[Segmentation dataset excerpts]

※

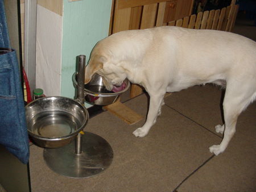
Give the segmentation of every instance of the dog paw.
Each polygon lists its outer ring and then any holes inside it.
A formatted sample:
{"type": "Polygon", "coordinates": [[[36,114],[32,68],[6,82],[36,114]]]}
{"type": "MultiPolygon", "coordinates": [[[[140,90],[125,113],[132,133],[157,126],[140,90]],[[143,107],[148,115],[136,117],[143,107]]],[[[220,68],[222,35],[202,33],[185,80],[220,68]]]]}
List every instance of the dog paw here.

※

Return every text line of the data above without any alteration, leaving out the pictures.

EXPECTED ANSWER:
Give the segmentation of every instance of the dog paw.
Each polygon lists its outer ring and then any holes inside it.
A formatted sample:
{"type": "Polygon", "coordinates": [[[36,114],[32,68],[6,82],[36,114]]]}
{"type": "MultiPolygon", "coordinates": [[[[140,90],[125,113],[132,133],[157,126],[140,90]],[[143,107],[148,115],[136,117],[143,107]]],[[[220,68],[222,35],[202,33],[185,80],[220,68]]]]}
List every instance of the dog paw here.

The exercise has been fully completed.